Work required
Repeat the data exactly, so that every line matches the original.

......

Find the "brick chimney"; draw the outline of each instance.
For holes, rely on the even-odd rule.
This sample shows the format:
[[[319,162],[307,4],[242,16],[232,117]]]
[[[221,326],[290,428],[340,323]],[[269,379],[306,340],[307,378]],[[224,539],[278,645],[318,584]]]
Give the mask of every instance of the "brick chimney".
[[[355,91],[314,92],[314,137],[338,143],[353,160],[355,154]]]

......

Reply
Find the "brick chimney"; draw the outline of each instance.
For holes, rely on the even-odd rule.
This sample shows the format:
[[[319,162],[307,4],[242,16],[232,117]]]
[[[221,326],[290,428],[340,323]],[[269,379],[306,340],[307,378]],[[224,539],[278,645],[318,584]]]
Give the mask of every instance of the "brick chimney".
[[[355,91],[314,92],[314,137],[338,143],[353,160],[355,154]]]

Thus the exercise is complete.